* Begin The records *
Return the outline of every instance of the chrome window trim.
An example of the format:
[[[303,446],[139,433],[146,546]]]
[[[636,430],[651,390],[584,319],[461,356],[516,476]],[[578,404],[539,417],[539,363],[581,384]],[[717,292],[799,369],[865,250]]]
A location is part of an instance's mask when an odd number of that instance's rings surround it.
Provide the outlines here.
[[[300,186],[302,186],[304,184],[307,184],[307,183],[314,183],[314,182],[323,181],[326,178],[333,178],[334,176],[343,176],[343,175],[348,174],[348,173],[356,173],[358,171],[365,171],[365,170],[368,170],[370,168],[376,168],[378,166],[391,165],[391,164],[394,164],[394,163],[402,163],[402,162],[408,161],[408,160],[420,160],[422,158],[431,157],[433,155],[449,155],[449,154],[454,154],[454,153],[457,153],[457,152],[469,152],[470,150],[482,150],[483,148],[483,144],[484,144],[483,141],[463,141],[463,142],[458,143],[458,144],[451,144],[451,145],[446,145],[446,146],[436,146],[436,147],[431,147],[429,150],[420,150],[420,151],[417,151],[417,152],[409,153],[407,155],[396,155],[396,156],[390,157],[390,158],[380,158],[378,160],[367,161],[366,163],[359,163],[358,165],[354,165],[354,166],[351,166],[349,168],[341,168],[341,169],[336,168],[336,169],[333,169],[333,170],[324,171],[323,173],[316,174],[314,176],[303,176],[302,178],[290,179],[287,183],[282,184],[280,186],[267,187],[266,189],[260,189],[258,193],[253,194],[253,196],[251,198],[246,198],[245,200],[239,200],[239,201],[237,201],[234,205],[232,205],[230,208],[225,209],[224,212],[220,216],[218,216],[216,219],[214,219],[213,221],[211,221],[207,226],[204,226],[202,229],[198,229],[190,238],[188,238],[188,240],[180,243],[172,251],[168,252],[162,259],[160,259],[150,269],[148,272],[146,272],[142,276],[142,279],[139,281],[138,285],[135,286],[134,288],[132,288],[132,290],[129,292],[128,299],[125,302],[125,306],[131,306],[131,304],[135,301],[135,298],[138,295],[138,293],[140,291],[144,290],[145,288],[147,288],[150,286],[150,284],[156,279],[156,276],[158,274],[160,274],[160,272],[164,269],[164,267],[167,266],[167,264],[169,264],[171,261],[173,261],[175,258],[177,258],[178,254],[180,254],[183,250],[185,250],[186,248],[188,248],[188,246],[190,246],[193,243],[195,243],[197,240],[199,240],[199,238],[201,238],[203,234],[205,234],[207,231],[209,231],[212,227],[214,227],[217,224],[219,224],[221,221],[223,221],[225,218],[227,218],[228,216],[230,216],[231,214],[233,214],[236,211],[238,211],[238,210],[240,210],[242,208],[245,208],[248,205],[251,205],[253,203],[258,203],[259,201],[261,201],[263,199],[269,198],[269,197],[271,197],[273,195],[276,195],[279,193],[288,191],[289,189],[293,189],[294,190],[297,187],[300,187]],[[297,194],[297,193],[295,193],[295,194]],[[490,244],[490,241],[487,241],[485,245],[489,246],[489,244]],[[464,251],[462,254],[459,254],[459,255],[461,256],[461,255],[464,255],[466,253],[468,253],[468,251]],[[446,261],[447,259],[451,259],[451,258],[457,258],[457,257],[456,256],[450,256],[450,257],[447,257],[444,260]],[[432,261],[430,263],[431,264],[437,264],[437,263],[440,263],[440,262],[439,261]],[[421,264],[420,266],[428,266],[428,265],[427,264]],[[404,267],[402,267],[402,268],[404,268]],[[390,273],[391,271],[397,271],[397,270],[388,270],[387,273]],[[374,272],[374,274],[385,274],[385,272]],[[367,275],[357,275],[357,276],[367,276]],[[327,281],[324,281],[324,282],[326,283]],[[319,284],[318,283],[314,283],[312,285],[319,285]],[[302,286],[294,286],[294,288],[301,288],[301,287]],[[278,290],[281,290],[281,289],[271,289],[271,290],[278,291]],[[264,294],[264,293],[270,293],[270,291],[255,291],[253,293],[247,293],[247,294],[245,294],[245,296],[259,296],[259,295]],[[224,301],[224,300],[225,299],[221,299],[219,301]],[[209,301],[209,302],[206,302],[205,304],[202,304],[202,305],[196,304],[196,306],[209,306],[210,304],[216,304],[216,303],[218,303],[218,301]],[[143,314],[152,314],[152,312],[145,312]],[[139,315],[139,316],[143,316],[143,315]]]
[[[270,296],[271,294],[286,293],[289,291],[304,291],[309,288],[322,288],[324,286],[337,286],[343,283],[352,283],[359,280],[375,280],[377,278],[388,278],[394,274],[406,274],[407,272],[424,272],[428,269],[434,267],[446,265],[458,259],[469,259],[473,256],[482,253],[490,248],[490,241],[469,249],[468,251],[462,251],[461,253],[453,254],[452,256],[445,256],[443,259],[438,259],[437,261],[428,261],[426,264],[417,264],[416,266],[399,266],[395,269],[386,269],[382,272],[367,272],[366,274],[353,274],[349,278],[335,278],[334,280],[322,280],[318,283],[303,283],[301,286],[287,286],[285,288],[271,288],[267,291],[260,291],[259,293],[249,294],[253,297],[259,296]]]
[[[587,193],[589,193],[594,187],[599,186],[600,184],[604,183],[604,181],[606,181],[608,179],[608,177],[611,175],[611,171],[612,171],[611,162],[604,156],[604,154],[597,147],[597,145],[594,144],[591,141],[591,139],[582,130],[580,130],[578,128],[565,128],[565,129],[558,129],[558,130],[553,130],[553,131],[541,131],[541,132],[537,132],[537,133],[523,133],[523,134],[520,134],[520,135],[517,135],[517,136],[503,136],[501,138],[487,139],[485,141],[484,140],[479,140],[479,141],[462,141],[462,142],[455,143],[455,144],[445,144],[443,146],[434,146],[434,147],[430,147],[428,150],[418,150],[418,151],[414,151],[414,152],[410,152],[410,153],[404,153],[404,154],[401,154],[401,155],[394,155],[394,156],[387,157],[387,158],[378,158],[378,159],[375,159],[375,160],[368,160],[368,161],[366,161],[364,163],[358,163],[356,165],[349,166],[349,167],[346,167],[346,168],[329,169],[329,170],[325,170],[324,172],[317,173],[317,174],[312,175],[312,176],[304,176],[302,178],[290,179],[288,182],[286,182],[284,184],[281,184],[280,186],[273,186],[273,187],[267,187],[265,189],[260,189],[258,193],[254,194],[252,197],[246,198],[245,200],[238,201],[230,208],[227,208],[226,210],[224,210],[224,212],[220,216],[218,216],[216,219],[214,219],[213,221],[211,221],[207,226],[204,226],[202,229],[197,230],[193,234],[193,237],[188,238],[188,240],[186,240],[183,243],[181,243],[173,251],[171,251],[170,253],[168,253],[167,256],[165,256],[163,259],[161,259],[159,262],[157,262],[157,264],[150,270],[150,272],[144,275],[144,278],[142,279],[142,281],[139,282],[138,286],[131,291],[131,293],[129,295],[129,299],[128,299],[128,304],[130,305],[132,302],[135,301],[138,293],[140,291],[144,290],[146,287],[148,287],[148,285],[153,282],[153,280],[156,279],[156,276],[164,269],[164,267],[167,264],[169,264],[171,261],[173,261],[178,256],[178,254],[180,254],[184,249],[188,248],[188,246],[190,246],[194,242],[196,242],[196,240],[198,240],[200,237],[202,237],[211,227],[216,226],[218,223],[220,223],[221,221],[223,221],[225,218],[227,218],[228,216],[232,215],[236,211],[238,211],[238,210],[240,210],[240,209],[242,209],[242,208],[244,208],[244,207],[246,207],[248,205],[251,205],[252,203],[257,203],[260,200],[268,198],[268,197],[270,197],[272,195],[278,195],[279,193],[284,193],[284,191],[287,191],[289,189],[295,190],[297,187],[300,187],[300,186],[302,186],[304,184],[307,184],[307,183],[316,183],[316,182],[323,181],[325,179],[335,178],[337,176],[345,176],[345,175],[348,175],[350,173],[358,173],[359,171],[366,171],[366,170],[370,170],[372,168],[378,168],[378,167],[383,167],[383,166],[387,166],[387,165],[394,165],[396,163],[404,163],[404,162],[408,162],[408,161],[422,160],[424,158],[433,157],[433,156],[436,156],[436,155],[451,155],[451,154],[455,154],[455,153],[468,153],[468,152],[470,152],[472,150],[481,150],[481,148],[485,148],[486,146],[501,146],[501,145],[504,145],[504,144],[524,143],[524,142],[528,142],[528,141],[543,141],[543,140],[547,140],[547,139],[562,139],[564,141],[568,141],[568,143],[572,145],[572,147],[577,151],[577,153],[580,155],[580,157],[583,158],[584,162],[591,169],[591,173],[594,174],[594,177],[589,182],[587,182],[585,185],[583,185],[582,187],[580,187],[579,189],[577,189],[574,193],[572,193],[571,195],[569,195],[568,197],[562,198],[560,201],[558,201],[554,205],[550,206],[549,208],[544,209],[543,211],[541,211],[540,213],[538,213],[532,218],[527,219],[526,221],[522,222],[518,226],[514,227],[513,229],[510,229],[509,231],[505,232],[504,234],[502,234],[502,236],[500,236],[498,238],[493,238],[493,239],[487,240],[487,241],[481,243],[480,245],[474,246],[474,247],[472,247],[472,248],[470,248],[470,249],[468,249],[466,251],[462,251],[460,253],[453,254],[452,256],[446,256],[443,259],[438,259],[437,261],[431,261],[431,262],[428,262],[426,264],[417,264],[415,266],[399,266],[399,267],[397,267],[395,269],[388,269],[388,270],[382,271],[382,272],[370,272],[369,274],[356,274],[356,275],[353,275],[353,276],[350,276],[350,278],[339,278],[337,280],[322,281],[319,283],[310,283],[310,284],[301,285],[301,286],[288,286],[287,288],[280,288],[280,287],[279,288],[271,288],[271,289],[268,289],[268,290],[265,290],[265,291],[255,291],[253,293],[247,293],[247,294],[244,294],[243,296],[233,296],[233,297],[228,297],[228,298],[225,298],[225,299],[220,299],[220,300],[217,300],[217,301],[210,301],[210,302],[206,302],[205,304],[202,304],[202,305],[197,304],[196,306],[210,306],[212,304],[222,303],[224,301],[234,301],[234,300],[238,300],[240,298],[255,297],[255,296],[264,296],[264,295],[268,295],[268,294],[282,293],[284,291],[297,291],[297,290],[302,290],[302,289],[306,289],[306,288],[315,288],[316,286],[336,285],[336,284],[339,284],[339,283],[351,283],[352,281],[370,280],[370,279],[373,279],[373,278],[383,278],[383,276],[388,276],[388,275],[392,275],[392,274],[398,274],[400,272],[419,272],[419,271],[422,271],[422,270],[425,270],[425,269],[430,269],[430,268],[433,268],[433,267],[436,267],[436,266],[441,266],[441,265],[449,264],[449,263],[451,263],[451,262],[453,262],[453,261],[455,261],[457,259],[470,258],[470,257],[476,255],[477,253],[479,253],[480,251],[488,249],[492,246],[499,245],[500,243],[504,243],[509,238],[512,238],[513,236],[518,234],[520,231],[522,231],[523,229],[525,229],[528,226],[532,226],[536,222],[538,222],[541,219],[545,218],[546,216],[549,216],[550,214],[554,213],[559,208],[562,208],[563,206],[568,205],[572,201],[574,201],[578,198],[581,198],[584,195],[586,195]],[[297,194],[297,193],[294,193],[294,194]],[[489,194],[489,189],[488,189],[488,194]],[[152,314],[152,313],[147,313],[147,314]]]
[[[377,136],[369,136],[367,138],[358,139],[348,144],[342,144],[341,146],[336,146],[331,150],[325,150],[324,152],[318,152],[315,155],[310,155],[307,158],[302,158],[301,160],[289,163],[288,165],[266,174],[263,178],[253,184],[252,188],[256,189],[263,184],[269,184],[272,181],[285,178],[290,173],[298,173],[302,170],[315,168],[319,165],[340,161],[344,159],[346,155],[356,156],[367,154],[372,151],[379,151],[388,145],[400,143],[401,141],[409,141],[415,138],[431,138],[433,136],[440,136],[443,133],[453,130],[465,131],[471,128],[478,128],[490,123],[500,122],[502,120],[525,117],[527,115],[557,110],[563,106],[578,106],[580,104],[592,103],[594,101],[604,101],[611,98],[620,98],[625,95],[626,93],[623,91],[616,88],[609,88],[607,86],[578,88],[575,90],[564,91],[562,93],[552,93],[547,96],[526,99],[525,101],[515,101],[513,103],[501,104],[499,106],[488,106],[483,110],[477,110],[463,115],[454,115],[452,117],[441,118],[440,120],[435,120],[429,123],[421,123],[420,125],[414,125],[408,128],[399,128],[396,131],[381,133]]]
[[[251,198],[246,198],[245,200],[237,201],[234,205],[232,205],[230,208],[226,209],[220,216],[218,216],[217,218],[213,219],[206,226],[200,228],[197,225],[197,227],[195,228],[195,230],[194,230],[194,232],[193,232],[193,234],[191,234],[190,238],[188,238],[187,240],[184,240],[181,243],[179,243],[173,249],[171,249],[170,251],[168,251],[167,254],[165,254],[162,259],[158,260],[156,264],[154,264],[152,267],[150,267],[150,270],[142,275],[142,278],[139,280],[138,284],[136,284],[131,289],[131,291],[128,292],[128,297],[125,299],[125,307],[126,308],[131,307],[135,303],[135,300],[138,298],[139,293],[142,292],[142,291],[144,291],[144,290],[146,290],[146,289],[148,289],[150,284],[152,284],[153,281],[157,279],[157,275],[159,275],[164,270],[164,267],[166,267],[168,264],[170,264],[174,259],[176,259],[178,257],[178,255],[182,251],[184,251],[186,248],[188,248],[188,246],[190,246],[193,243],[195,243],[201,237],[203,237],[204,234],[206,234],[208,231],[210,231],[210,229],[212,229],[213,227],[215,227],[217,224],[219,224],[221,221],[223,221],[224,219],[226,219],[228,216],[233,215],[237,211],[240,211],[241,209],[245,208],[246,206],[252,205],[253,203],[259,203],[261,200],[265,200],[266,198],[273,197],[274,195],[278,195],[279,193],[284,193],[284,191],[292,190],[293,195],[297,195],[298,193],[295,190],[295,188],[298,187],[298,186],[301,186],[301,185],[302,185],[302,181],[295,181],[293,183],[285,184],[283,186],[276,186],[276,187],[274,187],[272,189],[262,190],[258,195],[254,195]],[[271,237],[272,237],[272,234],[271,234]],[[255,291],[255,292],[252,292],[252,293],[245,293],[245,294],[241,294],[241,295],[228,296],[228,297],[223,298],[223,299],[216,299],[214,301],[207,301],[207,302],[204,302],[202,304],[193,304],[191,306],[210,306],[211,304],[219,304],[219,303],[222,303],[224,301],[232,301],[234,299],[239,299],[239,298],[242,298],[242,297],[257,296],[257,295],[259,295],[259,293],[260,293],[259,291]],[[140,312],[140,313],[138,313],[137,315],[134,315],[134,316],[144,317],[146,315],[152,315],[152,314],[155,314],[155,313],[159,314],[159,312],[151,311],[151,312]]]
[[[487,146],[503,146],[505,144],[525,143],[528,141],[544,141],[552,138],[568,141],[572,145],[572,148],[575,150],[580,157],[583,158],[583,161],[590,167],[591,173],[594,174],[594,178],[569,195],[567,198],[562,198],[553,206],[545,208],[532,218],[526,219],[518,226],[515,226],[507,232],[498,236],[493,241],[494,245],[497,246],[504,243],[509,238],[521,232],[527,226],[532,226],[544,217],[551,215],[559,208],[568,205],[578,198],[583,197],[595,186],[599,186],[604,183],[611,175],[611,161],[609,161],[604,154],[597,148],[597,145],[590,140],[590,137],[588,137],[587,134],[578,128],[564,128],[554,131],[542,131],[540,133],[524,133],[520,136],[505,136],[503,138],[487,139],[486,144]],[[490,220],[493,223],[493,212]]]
* End The records *
__Problem__:
Lay out everything from the start of the records down to the line containing "Provide the outlines here." as a JSON list of strings, with one string per line and both ends included. Leave out blank lines and anything past that point.

__Complete answer__:
[
  "Return the outline of every instance of the chrome window trim.",
  "An example of the format:",
  "[[[303,446],[139,433],[146,546]]]",
  "[[[636,430],[651,390],[584,319],[461,356],[516,476]],[[578,404],[539,417],[539,363],[581,384]],[[717,292],[799,369],[865,250]]]",
  "A location is part of an instance's mask when an odd number of that instance's rings surround it.",
  "Provide the outlines here."
]